* [SELECTED PASSAGE]
--------

From: Brian Foster <bfoster@redhat.com>
To: "Darrick J. Wong" <darrick.wong@oracle.com>
Cc: linux-xfs@vger.kernel.org
Subject: Re: [PATCH 14/15] xfs: multithreaded iwalk implementation
Date: Tue, 2 Jul 2019 12:24:54 -0400 [thread overview]
Message-ID: <20190702162454.GF2866@bfoster> (raw)
In-Reply-To: <20190702155138.GR1404256@magnolia>
On Tue, Jul 02, 2019 at 08:51:38AM -0700, Darrick J. Wong wrote:
> On Tue, Jul 02, 2019 at 10:33:20AM -0400, Brian Foster wrote:
> > On Wed, Jun 26, 2019 at 01:45:25PM -0700, Darrick J. Wong wrote:
> > > From: Darrick J. Wong <darrick.wong@oracle.com>
> > >
> > > Create a parallel iwalk implementation and switch quotacheck to use it.
> > >
> > > Signed-off-by: Darrick J. Wong <darrick.wong@oracle.com>
> > > ---
> > > fs/xfs/Makefile | 1
> > > fs/xfs/xfs_globals.c | 3 +
> > > fs/xfs/xfs_iwalk.c | 82 +++++++++++++++++++++++++++++++++
> > > fs/xfs/xfs_iwalk.h | 2 +
> > > fs/xfs/xfs_pwork.c | 126 ++++++++++++++++++++++++++++++++++++++++++++++++++
> > > fs/xfs/xfs_pwork.h | 58 +++++++++++++++++++++++
> > > fs/xfs/xfs_qm.c | 2 -
> > > fs/xfs/xfs_sysctl.h | 6 ++
> > > fs/xfs/xfs_sysfs.c | 40 ++++++++++++++++
> > > fs/xfs/xfs_trace.h | 18 +++++++
> > > 10 files changed, 337 insertions(+), 1 deletion(-)
> > > create mode 100644 fs/xfs/xfs_pwork.c
> > > create mode 100644 fs/xfs/xfs_pwork.h
> > >
> > >
> > > diff --git a/fs/xfs/Makefile b/fs/xfs/Makefile
> > > index 74d30ef0dbce..48940a27d4aa 100644
> > > --- a/fs/xfs/Makefile
> > > +++ b/fs/xfs/Makefile
> > > @@ -84,6 +84,7 @@ xfs-y += xfs_aops.o \
> > > xfs_message.o \
> > > xfs_mount.o \
> > > xfs_mru_cache.o \
> > > + xfs_pwork.o \
> > > xfs_reflink.o \
> > > xfs_stats.o \
> > > xfs_super.o \
> > > diff --git a/fs/xfs/xfs_globals.c b/fs/xfs/xfs_globals.c
> > > index d0d377384120..a44b564871b5 100644
> > > --- a/fs/xfs/xfs_globals.c
> > > +++ b/fs/xfs/xfs_globals.c
> > > @@ -31,6 +31,9 @@ xfs_param_t xfs_params = {
> > > .fstrm_timer = { 1, 30*100, 3600*100},
> > > .eofb_timer = { 1, 300, 3600*24},
> > > .cowb_timer = { 1, 1800, 3600*24},
> > > +#ifdef DEBUG
> > > + .pwork_threads = { -1, -1, NR_CPUS },
> >
> > So I noticed that /sys/fs/xfs/debug/pwork_threads was still 0 by default
> > with this patch, then realized that we've only initialized it in
> > xfs_params and not xfs_globals. The sysfs handlers added by this patch
> > use the latter whereas the former looks related to /proc. It looks like
> > this should be fixed up to init the global field to -1 and probably drop
> > the xfs_params bits since we don't expose the value via /proc.

--------

* [DIRECTIVES]
1 – Using the mailing-list reply on the multithreaded iwalk patch, answer:
(a) How many files does the patch change in total?
(b) Which object file does the patch add to the Makefile?
(c) What default value did Brian Foster find for /sys/fs/xfs/debug/pwork_threads with the patch applied?
2 – Transcribe the part of the mailing-list reply on the multithreaded iwalk patch between "From: Brian Foster" and "Message-ID: <20190702162454.GF2866@bfoster> (raw)", inclusive.

* [STORED RECORDS]

--------

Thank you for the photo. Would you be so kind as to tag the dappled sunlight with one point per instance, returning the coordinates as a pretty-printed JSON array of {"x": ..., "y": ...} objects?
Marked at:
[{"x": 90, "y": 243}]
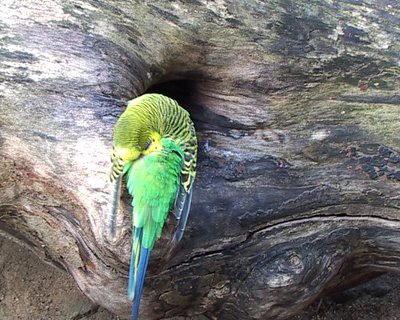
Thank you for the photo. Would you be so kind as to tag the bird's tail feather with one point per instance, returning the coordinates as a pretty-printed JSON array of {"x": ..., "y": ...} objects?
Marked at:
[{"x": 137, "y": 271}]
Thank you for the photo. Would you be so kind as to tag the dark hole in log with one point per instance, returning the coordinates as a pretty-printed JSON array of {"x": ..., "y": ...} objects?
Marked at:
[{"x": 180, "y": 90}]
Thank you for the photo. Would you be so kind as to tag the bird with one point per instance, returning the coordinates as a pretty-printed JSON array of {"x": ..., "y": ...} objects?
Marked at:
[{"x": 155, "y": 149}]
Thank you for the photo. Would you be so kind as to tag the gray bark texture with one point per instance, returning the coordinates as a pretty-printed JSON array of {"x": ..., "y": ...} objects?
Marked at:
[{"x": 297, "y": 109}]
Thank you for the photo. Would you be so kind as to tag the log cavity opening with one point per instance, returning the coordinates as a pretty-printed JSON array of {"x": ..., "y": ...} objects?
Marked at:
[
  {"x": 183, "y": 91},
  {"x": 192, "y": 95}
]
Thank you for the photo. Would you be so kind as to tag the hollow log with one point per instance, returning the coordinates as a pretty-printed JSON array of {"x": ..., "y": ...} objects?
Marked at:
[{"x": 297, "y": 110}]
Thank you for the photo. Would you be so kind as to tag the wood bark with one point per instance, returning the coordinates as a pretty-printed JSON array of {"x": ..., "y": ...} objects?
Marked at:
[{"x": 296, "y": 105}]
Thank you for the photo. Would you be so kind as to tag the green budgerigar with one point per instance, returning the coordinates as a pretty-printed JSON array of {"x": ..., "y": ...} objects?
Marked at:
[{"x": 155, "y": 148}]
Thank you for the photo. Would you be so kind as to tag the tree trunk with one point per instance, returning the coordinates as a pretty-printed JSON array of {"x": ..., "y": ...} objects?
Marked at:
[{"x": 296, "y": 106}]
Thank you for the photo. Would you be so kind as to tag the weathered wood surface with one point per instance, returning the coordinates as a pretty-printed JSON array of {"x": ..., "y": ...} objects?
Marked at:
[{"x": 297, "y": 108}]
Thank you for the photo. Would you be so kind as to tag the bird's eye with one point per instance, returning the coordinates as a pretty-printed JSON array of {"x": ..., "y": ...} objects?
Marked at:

--------

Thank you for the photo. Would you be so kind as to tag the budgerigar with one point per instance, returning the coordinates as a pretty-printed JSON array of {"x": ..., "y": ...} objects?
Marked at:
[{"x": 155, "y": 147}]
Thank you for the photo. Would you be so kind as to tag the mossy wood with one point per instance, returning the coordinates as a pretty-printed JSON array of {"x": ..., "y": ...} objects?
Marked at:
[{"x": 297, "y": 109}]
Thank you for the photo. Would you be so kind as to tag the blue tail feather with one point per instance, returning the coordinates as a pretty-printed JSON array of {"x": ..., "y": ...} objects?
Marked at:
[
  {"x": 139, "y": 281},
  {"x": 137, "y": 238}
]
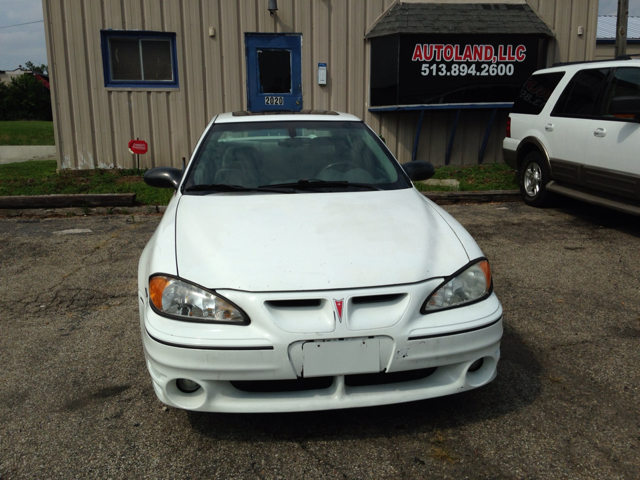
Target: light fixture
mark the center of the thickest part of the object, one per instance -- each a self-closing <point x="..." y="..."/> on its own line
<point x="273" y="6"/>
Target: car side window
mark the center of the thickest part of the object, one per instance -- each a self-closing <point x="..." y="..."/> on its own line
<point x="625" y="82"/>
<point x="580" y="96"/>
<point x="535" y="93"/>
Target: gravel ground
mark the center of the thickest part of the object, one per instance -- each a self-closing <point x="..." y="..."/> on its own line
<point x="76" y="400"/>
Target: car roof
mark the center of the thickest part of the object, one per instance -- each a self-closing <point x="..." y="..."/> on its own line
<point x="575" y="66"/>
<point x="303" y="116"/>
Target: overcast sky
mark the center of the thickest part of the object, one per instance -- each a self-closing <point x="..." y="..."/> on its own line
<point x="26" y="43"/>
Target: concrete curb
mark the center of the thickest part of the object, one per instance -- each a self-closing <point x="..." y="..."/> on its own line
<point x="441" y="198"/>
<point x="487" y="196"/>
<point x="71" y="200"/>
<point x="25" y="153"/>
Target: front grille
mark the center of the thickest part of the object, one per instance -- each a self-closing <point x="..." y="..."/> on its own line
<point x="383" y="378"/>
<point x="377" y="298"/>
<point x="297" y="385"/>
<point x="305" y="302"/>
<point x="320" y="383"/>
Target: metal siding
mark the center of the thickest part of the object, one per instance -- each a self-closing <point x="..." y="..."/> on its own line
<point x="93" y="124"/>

--------

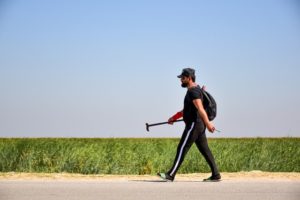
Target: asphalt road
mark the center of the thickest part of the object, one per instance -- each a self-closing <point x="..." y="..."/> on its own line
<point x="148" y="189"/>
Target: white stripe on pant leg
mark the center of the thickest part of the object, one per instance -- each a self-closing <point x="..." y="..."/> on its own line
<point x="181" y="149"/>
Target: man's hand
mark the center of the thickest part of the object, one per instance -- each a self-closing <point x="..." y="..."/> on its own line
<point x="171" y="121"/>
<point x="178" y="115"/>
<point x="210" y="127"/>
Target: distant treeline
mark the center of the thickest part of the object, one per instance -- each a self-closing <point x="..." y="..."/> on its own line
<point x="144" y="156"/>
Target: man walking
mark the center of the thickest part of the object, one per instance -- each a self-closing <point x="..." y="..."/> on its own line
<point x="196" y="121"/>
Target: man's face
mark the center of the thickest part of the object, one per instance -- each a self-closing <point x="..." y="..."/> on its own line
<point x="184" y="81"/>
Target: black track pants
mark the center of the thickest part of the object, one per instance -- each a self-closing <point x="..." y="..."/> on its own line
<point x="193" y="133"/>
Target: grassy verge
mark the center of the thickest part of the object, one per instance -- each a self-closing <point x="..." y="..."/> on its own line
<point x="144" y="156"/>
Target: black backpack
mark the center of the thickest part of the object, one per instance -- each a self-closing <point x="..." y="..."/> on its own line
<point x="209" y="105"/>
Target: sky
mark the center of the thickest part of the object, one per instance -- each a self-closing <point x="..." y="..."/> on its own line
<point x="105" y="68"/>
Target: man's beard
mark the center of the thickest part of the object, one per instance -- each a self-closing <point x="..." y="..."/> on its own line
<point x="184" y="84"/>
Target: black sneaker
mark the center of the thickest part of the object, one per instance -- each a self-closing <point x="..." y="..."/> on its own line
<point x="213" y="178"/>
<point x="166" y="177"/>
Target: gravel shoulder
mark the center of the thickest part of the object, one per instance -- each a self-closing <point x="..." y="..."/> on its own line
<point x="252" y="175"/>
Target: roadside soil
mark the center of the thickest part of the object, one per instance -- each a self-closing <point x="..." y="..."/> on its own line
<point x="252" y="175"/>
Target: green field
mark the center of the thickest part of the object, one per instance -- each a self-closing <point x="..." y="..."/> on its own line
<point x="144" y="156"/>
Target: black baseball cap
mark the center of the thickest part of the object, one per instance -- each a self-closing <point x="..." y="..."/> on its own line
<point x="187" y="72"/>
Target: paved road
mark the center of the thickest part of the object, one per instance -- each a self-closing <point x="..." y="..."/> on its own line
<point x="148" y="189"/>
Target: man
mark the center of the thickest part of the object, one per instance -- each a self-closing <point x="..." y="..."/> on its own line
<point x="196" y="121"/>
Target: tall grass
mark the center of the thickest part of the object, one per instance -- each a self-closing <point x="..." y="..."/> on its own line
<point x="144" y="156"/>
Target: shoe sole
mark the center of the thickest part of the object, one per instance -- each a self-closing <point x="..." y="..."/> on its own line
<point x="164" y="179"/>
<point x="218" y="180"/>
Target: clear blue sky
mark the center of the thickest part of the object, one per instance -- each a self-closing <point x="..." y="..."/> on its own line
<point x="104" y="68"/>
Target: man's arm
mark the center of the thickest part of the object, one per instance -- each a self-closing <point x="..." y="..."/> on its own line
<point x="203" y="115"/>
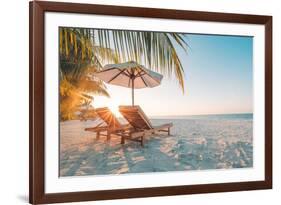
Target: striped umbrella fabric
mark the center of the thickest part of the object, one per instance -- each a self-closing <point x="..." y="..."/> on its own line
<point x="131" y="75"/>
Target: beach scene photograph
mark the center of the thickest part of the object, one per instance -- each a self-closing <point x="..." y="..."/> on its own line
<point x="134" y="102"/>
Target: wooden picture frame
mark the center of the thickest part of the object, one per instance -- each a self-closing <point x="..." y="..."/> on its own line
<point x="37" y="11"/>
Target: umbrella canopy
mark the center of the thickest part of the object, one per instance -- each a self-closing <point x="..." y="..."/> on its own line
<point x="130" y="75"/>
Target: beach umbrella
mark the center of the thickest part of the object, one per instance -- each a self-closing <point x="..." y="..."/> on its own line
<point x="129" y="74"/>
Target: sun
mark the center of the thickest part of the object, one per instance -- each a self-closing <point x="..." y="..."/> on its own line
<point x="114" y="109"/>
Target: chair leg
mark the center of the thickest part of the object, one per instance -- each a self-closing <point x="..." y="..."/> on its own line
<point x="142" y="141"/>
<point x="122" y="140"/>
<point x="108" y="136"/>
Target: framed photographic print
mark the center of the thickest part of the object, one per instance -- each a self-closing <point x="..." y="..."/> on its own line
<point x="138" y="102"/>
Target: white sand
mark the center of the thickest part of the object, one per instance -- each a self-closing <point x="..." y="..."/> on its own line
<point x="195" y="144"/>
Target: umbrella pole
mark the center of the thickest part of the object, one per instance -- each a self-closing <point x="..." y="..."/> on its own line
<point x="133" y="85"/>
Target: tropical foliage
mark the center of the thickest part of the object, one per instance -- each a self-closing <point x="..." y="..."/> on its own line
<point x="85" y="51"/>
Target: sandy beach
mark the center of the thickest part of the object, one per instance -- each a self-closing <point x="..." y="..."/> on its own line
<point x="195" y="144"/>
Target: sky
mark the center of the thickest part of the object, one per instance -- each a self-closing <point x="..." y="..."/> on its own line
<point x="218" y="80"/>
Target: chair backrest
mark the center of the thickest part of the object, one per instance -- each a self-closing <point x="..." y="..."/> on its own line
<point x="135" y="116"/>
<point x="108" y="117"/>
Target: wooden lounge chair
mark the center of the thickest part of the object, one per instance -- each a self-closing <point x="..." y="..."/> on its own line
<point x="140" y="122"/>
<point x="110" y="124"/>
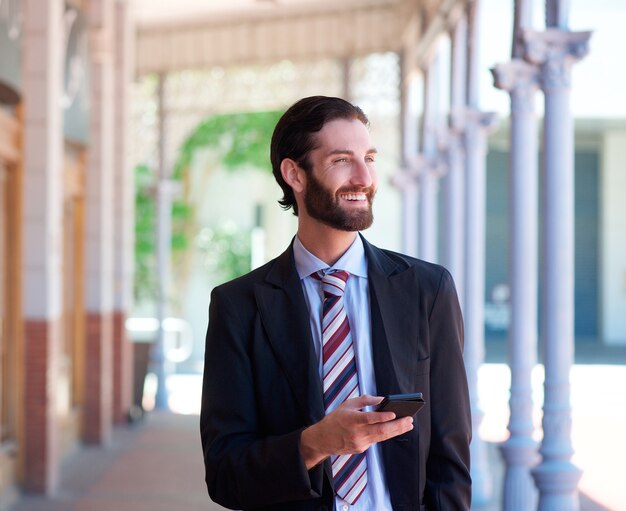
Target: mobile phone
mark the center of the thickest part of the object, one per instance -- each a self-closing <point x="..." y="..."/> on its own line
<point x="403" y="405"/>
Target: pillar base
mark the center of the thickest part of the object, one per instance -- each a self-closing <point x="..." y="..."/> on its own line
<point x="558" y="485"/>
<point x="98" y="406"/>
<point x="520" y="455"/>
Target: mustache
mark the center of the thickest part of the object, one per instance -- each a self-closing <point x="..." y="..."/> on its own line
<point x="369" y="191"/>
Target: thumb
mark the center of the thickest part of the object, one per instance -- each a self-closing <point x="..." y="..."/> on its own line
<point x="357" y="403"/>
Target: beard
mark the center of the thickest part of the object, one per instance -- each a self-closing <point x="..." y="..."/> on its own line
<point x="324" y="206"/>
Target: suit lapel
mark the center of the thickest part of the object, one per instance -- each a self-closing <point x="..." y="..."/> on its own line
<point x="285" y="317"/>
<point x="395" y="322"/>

--------

* [RESULTS BY TASK]
1 –
(a) 10 files.
(b) xfs_pwork.o.
(c) 0.

2 –
From: Brian Foster <bfoster@redhat.com>
To: "Darrick J. Wong" <darrick.wong@oracle.com>
Cc: linux-xfs@vger.kernel.org
Subject: Re: [PATCH 14/15] xfs: multithreaded iwalk implementation
Date: Tue, 2 Jul 2019 12:24:54 -0400 [thread overview]
Message-ID: <20190702162454.GF2866@bfoster> (raw)